- _What you will do_: Count the rows of the material below that contain the string "line", and reply with that number only.

--- START Dataset entries ---

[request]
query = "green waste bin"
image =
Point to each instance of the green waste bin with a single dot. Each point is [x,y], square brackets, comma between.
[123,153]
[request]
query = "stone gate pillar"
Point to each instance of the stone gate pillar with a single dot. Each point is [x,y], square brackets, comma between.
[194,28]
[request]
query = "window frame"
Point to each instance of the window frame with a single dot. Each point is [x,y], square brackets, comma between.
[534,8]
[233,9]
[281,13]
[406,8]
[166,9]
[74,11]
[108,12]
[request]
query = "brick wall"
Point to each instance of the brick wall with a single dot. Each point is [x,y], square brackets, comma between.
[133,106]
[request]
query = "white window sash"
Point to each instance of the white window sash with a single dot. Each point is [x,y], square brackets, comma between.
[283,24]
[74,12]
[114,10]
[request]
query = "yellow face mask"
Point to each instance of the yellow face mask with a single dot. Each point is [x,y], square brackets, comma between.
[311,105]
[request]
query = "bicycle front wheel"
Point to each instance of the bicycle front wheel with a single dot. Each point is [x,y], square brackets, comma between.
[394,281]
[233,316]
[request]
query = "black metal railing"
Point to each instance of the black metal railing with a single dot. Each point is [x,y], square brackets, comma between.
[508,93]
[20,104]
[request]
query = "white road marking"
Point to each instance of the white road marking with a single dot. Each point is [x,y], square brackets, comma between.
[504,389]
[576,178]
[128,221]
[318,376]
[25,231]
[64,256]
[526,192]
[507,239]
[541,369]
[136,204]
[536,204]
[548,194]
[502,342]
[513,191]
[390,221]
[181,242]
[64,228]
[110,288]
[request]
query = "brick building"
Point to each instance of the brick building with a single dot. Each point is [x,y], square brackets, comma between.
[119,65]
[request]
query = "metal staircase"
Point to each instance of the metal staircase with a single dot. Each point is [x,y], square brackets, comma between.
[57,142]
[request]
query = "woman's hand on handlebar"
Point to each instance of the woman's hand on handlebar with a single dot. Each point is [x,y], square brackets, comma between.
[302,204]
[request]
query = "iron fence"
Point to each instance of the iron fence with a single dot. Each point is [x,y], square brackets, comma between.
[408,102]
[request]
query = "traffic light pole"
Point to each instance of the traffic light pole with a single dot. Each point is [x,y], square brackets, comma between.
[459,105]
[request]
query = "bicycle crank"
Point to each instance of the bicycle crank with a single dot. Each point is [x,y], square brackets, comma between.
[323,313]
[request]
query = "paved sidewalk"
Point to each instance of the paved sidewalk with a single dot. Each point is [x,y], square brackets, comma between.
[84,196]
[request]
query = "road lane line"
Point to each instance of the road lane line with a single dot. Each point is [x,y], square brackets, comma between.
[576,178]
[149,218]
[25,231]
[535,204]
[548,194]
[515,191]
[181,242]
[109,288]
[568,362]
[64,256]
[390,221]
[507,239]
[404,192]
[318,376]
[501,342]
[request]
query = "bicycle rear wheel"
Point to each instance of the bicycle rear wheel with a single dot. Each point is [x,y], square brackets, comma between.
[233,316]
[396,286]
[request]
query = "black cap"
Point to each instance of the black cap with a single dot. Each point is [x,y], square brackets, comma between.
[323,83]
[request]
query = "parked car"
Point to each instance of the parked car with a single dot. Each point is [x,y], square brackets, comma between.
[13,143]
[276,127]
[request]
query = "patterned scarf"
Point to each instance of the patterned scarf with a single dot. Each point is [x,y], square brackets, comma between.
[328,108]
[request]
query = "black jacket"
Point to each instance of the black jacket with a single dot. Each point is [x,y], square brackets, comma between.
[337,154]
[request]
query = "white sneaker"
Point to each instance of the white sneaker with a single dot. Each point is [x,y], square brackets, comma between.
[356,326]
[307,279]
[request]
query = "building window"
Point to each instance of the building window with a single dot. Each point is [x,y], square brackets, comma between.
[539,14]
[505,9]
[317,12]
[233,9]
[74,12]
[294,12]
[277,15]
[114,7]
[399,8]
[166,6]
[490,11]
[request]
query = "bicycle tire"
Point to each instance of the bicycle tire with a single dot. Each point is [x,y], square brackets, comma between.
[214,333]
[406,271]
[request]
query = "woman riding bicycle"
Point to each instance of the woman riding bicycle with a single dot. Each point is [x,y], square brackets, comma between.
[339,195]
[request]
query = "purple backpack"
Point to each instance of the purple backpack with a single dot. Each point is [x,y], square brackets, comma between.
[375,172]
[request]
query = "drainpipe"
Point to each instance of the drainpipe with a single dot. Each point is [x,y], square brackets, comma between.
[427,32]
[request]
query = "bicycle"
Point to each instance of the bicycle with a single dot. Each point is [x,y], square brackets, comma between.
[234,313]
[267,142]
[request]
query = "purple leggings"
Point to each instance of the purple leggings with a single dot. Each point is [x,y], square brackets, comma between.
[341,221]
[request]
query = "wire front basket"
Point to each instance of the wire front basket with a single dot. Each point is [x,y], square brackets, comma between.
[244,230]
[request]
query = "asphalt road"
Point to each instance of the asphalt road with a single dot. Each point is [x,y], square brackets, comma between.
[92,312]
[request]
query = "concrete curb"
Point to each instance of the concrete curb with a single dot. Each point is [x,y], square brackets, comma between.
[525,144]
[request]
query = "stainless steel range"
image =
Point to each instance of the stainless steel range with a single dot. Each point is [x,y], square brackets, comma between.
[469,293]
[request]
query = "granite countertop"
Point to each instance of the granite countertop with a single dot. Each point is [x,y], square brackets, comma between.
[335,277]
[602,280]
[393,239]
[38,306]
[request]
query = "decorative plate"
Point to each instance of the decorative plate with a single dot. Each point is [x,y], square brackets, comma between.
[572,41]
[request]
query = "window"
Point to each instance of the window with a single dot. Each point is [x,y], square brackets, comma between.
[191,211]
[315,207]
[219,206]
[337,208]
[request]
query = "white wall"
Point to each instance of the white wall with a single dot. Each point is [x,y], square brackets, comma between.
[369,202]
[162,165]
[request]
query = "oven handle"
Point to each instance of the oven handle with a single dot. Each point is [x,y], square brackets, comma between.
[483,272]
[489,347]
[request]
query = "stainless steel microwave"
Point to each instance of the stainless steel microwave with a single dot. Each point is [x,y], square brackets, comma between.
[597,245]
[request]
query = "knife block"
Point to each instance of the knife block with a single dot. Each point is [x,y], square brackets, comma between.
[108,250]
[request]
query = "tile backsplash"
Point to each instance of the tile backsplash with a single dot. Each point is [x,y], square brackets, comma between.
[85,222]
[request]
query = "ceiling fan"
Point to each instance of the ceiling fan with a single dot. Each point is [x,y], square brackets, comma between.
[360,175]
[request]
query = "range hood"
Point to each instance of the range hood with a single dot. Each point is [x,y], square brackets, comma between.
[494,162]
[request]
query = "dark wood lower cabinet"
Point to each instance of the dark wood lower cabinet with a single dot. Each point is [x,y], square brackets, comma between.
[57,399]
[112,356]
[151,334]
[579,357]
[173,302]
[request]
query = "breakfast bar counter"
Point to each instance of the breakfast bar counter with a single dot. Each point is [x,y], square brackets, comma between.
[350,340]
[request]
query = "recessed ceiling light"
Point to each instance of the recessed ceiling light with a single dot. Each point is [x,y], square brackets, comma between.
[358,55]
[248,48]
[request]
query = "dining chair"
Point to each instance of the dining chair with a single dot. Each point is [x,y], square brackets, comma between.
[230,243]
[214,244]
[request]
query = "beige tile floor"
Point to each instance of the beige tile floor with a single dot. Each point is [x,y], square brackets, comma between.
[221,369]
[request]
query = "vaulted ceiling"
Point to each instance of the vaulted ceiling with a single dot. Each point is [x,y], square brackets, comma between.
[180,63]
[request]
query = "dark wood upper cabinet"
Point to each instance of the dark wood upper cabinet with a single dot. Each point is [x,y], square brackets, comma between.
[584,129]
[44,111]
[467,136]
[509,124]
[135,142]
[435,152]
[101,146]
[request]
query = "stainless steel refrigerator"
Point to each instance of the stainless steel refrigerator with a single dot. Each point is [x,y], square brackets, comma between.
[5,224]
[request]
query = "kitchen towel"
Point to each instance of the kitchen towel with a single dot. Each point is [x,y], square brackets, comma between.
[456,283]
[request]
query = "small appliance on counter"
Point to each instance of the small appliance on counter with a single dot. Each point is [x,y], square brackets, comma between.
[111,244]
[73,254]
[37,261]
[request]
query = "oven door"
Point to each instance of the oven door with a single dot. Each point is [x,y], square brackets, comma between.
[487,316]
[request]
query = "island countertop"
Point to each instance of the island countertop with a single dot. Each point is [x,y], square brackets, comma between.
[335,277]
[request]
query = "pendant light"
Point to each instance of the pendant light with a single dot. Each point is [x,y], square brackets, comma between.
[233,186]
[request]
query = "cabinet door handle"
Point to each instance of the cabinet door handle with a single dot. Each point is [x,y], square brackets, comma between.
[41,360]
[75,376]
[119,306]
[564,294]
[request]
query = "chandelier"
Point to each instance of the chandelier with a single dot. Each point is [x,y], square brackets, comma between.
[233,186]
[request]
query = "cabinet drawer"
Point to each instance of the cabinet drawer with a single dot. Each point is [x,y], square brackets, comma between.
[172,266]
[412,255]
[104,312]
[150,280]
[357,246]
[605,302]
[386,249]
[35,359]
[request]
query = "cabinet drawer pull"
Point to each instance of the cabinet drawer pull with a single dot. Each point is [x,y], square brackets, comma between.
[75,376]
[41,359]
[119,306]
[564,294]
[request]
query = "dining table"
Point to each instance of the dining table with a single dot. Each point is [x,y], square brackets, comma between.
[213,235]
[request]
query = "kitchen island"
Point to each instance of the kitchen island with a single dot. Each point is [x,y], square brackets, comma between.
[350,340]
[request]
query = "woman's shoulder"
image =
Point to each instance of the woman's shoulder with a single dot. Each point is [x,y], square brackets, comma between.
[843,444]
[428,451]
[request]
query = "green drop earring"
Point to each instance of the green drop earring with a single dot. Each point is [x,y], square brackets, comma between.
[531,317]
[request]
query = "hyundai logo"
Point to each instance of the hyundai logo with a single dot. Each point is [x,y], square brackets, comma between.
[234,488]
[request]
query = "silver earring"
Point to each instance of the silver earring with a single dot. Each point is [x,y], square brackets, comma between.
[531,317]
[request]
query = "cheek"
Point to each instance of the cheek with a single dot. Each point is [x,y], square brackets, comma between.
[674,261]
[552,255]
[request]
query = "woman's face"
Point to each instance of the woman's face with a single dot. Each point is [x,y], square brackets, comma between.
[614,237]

--- END Dataset entries ---

- _Result of this exercise_: 2